[INFORMATION SUPPLIED Boundary: Start]

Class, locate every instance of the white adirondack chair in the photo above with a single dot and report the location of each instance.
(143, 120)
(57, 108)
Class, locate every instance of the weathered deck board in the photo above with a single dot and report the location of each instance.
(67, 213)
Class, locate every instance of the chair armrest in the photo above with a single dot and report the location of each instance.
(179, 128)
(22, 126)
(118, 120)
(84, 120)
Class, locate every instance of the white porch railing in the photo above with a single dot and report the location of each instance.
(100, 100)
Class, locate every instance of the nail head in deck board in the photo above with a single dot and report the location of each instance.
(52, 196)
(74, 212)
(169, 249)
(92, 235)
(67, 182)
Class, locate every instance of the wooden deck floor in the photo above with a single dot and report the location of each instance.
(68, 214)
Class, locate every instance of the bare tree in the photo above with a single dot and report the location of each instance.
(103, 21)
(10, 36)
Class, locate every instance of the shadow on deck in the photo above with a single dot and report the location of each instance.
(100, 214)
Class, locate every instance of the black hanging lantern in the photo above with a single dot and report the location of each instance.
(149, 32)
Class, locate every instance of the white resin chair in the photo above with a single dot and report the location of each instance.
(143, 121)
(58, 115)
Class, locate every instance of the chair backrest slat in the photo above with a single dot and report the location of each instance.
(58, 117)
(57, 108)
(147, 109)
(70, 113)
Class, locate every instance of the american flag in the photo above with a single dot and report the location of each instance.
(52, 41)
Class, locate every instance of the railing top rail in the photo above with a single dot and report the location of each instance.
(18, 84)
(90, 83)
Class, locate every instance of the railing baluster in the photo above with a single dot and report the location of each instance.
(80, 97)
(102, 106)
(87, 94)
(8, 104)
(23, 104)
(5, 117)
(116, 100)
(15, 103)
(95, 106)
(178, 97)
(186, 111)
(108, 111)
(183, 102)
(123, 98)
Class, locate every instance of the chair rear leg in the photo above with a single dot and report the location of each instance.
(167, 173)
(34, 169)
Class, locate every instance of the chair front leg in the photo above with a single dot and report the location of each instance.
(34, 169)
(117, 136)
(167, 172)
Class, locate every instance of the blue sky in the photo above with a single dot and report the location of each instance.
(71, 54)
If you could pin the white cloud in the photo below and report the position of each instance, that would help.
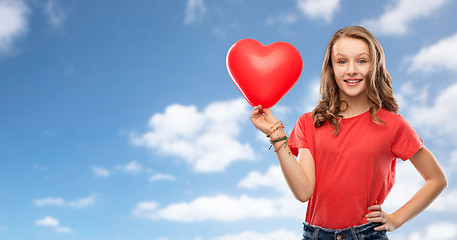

[INFORMATION SUPPLIED Boundary: End]

» ACTIVITY:
Reproduce the listing exactly. Do not include its images.

» TASK RESULT:
Class, locate every instance of the white adirondack chair in the photo above with a single dot and report the location of each instance.
(143, 120)
(57, 108)
Class, locate every instance of the weathered deck board in the photo above with a single dot and report the location of each instance.
(67, 213)
Class, locate every instance of the chair armrest in the photo above with a single dot and report the location of each instance.
(179, 128)
(22, 126)
(118, 120)
(84, 120)
Class, locate every instance of the white porch railing in the photo above with a single dot and report the location of each instance.
(100, 100)
Class, locate every instance of the nail head in deck board in the photo above with a single dot and report the location of each instance.
(52, 196)
(74, 212)
(169, 249)
(92, 235)
(67, 182)
Class, locate every instance of the wooden deck floor in the photo above with a single dot and report the location of each instance.
(68, 214)
Class, locate every instance of the bare tree in the photo above with a single dot and report the location of each instance.
(103, 21)
(10, 36)
Class, locate every instance of the shadow on deck in the photo above with a single dot and report the location of each instance.
(100, 214)
Class, locate every instance of the black hanging lantern in the photo above with a single dot and report the location of each instance.
(149, 32)
Class, locate every instance of the white resin chair in the photo above with a single dot and report the location of each instance.
(143, 121)
(58, 115)
Class, locate every instance of the chair backrest slat in the photo above with a single dot and report the location of each instance.
(58, 117)
(57, 108)
(147, 109)
(70, 113)
Class, locate every instance of the american flag in the photo above with a single dot and report the location of each instance.
(52, 41)
Class, locate every instance of the railing top rail in the photo above with a single dot and report the location of each instance.
(18, 84)
(90, 83)
Class, locate every instance of the railing baluster in the photo above with a single dot and report the location of each instance.
(80, 97)
(102, 106)
(87, 94)
(8, 104)
(23, 104)
(5, 117)
(116, 100)
(15, 103)
(95, 106)
(178, 97)
(186, 111)
(108, 111)
(183, 102)
(123, 98)
Class, locate every instance of the chair rear leg in the photo above with a single dot and report the location of each instance.
(167, 173)
(34, 169)
Class, locate every instance of the chair front leg in the photo above with a single dot and report the location of each instance.
(34, 169)
(117, 136)
(167, 172)
Class, locate every instance of the blue sky in the photo above with a single dot and report the location of each instance.
(71, 54)
If you could pin the white cloud in the photo below and report the position of each instance, that would help.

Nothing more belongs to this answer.